Referring expression pointing data:
* * *
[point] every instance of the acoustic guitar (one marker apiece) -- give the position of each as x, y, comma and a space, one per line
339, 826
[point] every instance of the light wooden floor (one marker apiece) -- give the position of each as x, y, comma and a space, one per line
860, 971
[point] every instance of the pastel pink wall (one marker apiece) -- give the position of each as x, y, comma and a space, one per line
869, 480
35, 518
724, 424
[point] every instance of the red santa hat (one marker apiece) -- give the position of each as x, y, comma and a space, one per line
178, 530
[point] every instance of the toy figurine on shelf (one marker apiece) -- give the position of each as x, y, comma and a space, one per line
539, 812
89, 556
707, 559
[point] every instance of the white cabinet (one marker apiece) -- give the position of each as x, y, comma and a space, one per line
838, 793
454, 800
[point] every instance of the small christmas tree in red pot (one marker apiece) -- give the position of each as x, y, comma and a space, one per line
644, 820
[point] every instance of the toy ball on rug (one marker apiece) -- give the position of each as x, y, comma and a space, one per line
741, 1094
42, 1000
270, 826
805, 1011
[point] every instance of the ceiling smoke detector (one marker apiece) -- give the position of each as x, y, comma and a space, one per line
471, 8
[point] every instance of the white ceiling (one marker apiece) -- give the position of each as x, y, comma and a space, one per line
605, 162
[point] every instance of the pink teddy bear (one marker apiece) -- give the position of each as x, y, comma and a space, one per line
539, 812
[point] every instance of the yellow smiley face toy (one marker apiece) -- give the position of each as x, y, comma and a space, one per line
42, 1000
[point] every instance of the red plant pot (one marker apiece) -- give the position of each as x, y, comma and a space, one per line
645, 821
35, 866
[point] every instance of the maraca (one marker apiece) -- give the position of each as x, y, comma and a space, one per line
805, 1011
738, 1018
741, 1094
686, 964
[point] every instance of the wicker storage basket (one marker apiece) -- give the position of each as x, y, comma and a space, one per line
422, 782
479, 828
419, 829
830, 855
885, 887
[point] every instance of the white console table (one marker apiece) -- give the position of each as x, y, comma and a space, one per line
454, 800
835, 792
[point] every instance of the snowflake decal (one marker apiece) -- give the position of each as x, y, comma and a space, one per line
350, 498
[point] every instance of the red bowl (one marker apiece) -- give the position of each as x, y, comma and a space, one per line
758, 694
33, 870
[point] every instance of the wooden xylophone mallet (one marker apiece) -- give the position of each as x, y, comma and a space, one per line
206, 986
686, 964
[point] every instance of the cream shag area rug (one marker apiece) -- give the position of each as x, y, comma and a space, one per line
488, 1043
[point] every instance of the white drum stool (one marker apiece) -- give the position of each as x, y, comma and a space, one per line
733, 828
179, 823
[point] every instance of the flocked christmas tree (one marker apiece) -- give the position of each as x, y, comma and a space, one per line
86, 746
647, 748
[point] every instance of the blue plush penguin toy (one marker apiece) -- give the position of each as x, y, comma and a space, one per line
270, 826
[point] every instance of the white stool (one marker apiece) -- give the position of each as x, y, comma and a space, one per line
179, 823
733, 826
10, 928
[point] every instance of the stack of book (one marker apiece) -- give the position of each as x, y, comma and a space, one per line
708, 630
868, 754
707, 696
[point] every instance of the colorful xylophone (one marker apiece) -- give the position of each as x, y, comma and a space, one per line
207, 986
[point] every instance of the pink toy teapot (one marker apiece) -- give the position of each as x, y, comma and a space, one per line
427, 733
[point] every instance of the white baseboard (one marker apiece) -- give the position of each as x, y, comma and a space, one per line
* * *
Set down each entry from above once more, exactly as written.

- SOLUTION FOR THIS TASK
[point] every instance of the acoustic guitar (one marker apiece) -- give the position of each as x, y, comma and a space, one per line
339, 826
[point] every instance of the light wooden floor (one marker apiece) -- give the position of each as x, y, comma and a space, one per line
860, 971
[point] every instance of the pastel pink wall (one marker apiece) -- give the position of each as x, y, comma and a space, one per line
869, 480
35, 518
724, 424
[point] every instance of the red santa hat (one marker apiece) -- give the position of each as x, y, comma and a space, one per line
178, 530
[point] every instance of the toy figurine on shelf (one marker apiece) -- give the position of each as x, y, comma and a space, one per line
539, 812
89, 556
707, 559
[point] every instance of the white cabinet (one marker apiece) -- give the position of each as x, y, comma and a space, one per line
838, 793
454, 800
[point] every instance of the small christmas tree in red pot (one marker apiece) -- give the position of each as x, y, comma and a space, one per line
644, 820
[point] every instance of the toy ball on rug (one marker apiece) -- give the position of each as x, y, comma and a space, one per line
741, 1094
42, 1000
270, 826
805, 1011
[point] every instance of the ceiling smoke detector (one marker apiece) -- give the position of each as x, y, comma and a space, one per line
471, 8
[point] every instance of the white ceiling (one marker apiece) -- give the position of each as x, y, comma and a space, one per line
605, 162
[point] every instance of the pink teddy bear (one marker apiece) -- give the position of each as x, y, comma and a space, one per line
539, 812
[point] every instance of the yellow smiley face toy (one marker apiece) -- give the position of each as x, y, comma and a space, one per line
42, 1000
[point] every instance of the red plant pot (one marker apiece) -- give the position of each as x, y, comma and a space, one per line
645, 821
35, 866
[point] every instance of the maraca (one marker apiece) -- give the position of each as x, y, comma and a space, one per line
805, 1011
738, 1018
741, 1094
686, 964
[point] every instance of the wicker storage basket (one marker apiece) -- give the position of each as x, y, comma and a space, one per line
422, 782
479, 828
419, 829
830, 855
885, 887
[point] every instance of the white console table (one marker apiece) -- give the position of each as x, y, comma and a space, one per line
454, 800
835, 792
[point] every instance of the snowflake decal (one marker apiece) -- give the position of each as x, y, comma and a space, one per line
350, 498
[point] every instance of the red bowl (one marker apiece) -- give the position of each as x, y, comma and a space, one per line
758, 694
33, 870
[point] every instance of the wooden xylophone mallet (one marker apiece) -- give the position of each as x, y, comma and a space, one per line
206, 986
686, 964
[point] every instance of the cream shag area rug (one marker apiece) -- give the position of each as x, y, comma and a space, one per line
488, 1043
[point] every instance of the white drum stool (one marker apiece) -- give the position of each as x, y, comma and a space, one per line
733, 828
179, 823
[point] every instance of the flocked christmas tree (one marker apiece) -- give the position of each as x, y, comma and a space, one per line
86, 746
647, 748
[point] every instance of the blue plush penguin toy (one marker apiece) -- give the position of each as x, y, comma and a space, one per line
270, 826
[point] every instance of the white stool (one marker apiece) -- give the position of each as x, y, comma and a space, one per line
179, 823
733, 826
10, 928
[point] every instance of the stack of book (one marker apiece) -- give the position of each as x, y, comma and a space, one per line
708, 630
868, 754
707, 696
[point] every instance of the colorful xylophone (one marker apiece) -- give the position of each as x, y, comma and a space, one per line
207, 986
[point] every instance of the pink toy teapot (one marker apiece) -- give the position of each as x, y, comma and a space, one per line
427, 733
[point] every instance of the white baseboard (one marker apiece) -- give the position of each as x, y, comma and a space, one per line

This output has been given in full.